[START OF SUPPLIED INFORMATION]

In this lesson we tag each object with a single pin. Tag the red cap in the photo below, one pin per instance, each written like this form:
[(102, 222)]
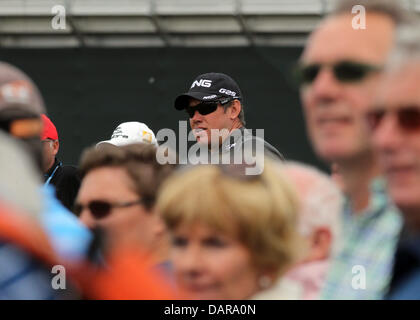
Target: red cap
[(49, 131)]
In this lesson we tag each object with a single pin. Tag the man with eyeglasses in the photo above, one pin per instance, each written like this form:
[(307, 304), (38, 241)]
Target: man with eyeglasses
[(394, 121), (339, 71), (64, 177), (214, 104)]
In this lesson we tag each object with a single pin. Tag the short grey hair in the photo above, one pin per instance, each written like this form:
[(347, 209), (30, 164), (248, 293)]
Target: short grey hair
[(391, 8)]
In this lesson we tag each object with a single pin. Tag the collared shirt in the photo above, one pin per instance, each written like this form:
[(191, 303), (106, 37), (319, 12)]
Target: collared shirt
[(362, 265), (66, 182)]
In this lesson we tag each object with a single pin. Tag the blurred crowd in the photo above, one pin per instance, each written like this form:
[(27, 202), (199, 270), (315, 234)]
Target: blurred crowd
[(125, 225)]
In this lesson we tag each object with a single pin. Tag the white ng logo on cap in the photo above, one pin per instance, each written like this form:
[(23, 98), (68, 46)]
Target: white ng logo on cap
[(201, 83)]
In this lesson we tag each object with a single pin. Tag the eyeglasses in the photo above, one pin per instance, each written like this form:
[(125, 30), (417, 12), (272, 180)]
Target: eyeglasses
[(47, 140), (22, 128), (408, 118), (100, 209), (205, 108), (344, 71)]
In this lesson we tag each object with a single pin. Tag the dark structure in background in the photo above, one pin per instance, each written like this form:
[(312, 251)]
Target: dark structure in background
[(89, 91)]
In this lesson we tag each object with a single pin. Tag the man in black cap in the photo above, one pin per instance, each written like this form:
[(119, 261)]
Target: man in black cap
[(215, 108)]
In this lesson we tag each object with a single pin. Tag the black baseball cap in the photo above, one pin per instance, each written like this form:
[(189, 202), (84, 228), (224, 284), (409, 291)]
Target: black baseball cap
[(209, 87)]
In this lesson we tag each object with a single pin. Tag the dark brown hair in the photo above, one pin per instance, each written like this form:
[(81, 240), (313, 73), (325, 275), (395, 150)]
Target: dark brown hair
[(391, 8)]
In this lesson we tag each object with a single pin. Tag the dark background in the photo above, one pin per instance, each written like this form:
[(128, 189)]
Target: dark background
[(88, 92)]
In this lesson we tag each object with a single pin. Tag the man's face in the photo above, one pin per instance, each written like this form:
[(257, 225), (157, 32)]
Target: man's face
[(334, 110), (49, 151), (203, 124), (399, 147)]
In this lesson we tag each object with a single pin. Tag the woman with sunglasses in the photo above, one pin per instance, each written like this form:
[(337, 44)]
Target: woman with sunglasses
[(232, 235), (117, 195)]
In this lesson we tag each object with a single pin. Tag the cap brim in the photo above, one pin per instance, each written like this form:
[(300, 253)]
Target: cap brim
[(182, 101)]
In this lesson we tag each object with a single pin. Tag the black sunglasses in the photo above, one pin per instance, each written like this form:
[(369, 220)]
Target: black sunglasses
[(344, 71), (205, 108), (408, 118), (100, 209)]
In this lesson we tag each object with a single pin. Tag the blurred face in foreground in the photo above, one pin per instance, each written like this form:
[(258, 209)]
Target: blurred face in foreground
[(212, 265), (342, 71), (395, 124), (130, 224)]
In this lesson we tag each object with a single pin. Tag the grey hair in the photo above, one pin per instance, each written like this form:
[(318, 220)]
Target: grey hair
[(391, 8), (321, 202)]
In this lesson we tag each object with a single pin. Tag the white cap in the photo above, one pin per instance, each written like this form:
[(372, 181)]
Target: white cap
[(131, 132)]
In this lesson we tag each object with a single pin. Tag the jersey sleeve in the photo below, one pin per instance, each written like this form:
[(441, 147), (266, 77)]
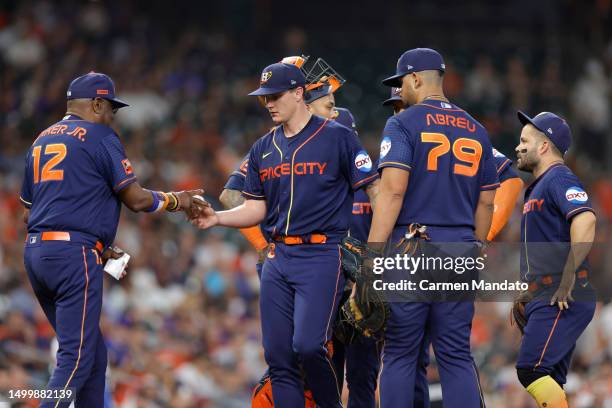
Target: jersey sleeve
[(25, 196), (488, 175), (253, 186), (503, 165), (236, 179), (113, 164), (569, 196), (396, 146), (358, 166)]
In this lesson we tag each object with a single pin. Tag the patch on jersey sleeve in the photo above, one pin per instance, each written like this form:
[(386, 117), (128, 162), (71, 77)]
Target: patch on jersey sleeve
[(363, 161), (385, 146), (244, 166), (576, 195), (127, 167), (497, 153)]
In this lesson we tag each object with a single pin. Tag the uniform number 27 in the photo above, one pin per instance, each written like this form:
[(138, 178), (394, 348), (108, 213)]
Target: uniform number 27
[(58, 150), (468, 151)]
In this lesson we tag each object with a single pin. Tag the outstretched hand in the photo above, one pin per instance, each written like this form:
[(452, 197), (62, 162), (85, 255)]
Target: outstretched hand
[(205, 219), (191, 202)]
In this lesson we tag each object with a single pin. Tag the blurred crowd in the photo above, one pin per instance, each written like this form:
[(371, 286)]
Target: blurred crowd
[(182, 328)]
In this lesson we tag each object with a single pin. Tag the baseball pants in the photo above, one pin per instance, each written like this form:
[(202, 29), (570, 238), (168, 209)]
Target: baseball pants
[(550, 337), (301, 286), (67, 280), (448, 325)]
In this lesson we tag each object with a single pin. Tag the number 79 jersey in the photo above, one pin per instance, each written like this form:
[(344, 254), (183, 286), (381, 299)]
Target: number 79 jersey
[(73, 172), (450, 160)]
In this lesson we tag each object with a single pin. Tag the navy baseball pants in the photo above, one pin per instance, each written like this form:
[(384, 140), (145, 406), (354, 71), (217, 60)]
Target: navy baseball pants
[(448, 325), (550, 337), (301, 286), (67, 280), (362, 358)]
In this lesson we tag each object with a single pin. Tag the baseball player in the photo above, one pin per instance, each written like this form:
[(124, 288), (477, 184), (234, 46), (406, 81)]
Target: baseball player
[(76, 177), (432, 154), (299, 185), (421, 386), (505, 199), (557, 229), (362, 356)]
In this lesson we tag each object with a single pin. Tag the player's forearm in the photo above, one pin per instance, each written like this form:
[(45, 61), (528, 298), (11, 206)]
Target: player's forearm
[(484, 214), (582, 233), (372, 190), (248, 214), (505, 200), (231, 198)]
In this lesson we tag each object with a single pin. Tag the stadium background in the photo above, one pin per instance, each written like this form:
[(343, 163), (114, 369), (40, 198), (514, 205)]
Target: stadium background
[(182, 329)]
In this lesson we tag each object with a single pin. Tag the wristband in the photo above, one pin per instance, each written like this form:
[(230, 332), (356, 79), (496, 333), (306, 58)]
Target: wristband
[(173, 206), (160, 201)]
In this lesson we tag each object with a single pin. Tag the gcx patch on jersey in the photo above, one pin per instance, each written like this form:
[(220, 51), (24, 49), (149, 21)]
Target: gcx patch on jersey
[(363, 161), (385, 146), (576, 195), (127, 166)]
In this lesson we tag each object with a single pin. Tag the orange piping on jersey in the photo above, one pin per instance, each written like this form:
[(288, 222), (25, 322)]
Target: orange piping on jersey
[(331, 312), (292, 165), (82, 325), (525, 245), (579, 208), (275, 145), (381, 165), (489, 185), (365, 180), (548, 340)]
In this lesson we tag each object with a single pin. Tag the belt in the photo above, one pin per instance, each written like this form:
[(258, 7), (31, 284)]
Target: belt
[(298, 239), (549, 279), (63, 236)]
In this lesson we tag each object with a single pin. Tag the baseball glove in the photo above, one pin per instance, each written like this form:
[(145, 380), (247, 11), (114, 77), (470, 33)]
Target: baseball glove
[(365, 310)]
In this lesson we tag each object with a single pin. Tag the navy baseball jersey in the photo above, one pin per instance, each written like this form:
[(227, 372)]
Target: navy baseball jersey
[(308, 180), (73, 173), (450, 160), (504, 166), (550, 203), (361, 215), (236, 179)]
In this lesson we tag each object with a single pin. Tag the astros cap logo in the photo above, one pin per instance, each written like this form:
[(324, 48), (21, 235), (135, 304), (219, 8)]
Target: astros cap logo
[(265, 77)]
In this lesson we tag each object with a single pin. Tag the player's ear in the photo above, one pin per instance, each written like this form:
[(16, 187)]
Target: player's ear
[(97, 105), (299, 93)]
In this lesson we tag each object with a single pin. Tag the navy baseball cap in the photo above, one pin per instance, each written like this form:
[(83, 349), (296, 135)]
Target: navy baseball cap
[(415, 60), (553, 126), (94, 85), (279, 77), (395, 96)]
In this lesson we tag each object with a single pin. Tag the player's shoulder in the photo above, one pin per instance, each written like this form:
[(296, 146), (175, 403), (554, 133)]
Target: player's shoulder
[(264, 141), (332, 126)]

[END OF SUPPLIED INFORMATION]

**SHORT PROBLEM:** Shift the part above that opens with the line containing "Tag the astros" and closes with the line containing "[(97, 105), (299, 93)]", both included. Reproduce every line in it, requests included, and add 13 to each coordinate in the answers while leaving the coordinates in the requests and their format samples unchanged.

**OUTPUT:**
In this lesson we tag each object with a single pin. Tag the astros cap logo in the photo above, one pin per instance, each written like this form:
[(324, 48), (21, 235), (135, 304), (219, 8)]
Target: astros cap logo
[(278, 90)]
In this lesson we tag each object with a single pin. Tag the player's ear in the photo above, one pin per instance, each written like this form:
[(16, 187)]
Target: player's ear
[(110, 118), (312, 106)]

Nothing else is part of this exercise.